:: Data section

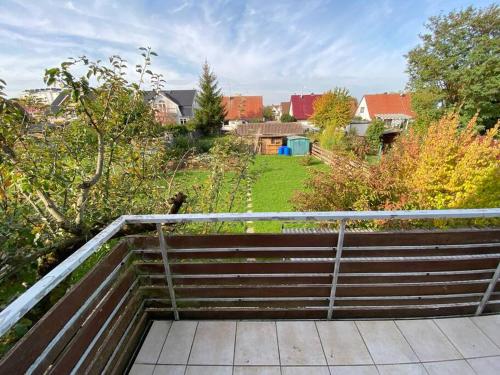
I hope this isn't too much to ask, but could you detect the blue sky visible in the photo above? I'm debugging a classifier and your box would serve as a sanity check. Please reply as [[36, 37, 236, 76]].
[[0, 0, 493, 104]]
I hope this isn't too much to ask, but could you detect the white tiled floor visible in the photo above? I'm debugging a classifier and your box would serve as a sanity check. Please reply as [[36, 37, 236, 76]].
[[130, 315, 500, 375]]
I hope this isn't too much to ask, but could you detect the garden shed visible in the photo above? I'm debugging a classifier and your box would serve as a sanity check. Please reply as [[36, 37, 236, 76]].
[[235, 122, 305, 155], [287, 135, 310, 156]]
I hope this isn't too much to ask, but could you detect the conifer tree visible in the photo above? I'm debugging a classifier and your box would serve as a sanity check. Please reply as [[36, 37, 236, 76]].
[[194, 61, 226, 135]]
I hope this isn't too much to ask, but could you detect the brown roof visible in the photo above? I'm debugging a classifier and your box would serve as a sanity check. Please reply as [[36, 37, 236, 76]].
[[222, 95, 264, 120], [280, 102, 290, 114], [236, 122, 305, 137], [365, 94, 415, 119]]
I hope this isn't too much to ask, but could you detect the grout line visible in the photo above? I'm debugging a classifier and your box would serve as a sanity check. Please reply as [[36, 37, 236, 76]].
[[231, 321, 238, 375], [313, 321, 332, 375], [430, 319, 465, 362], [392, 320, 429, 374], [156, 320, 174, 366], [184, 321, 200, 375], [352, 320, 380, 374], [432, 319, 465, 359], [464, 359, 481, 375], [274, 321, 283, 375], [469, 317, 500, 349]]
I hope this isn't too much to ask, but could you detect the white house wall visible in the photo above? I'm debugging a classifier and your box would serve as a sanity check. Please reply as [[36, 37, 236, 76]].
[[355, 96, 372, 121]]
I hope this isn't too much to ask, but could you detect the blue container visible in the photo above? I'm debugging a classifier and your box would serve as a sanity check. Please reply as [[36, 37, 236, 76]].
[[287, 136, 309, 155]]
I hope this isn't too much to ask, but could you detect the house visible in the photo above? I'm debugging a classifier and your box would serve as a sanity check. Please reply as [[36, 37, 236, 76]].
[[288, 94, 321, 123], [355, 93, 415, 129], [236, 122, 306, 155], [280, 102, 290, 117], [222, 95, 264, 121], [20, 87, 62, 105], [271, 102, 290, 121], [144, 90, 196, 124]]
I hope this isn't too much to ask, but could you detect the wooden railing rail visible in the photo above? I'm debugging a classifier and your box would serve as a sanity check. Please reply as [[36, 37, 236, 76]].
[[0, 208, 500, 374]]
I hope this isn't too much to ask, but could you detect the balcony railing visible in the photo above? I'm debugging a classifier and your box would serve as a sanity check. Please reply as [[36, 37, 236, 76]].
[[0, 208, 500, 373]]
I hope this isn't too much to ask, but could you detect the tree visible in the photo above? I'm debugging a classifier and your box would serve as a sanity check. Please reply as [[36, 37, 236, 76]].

::::
:: Data section

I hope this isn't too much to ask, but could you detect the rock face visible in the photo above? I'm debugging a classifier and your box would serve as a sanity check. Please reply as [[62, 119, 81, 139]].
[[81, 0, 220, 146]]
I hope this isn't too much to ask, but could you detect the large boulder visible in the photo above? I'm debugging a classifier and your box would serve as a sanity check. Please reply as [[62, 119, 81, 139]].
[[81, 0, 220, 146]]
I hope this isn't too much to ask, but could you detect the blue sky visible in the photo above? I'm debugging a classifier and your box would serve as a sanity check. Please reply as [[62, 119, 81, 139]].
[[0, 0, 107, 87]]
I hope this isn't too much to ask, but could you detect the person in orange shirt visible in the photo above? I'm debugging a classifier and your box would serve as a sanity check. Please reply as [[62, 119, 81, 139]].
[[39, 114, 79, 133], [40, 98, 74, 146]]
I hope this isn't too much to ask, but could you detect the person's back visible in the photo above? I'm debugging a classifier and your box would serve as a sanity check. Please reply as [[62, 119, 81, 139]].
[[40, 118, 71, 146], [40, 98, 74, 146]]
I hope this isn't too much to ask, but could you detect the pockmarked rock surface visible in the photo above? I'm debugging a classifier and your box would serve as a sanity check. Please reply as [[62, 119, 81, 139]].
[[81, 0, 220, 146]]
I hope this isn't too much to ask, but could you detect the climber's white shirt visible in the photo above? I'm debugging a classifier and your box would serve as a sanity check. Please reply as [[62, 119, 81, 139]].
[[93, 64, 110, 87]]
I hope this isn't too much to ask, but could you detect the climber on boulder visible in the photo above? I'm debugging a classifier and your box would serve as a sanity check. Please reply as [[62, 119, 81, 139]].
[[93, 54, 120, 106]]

::::

§ **Aim**:
Copy every line of the entries from the line containing "detect the house" through the line containing "detect the tree", and shift each bounding box coordinate in the answers up by 10. Leave everything else unchanged, including the sample reply format.

§ **Final result**:
I hope this isn't too much to ask, but could you detect the house visible in the photo above? I'm debugging a classifier and your box would serve as a sanity check. Please reply as [[36, 37, 236, 76]].
[[298, 104, 331, 133], [365, 103, 425, 139], [246, 132, 316, 165], [290, 112, 300, 127], [232, 105, 274, 131], [30, 97, 72, 115], [281, 112, 300, 131], [154, 100, 206, 134]]
I hope this isn't too much to ask, but could you detect the wooden railing rail visible in the photo above? I'm debugging a classifier and your box would serve as a sanity check. Please reply as [[36, 37, 236, 76]].
[[10, 218, 510, 384]]
I hope this isn't too much to ask, but could you detect the balcony railing visible in the photo above? I'm debugging a classifier and your box would serve as a sanity check. Please reply as [[36, 37, 236, 76]].
[[10, 218, 510, 383]]
I hope this isn't too much to ask, but could you detect the tree visible in the photo above? I'm debugging a classifier and your box would serve as a sanity check. Please reply as [[36, 37, 236, 76]].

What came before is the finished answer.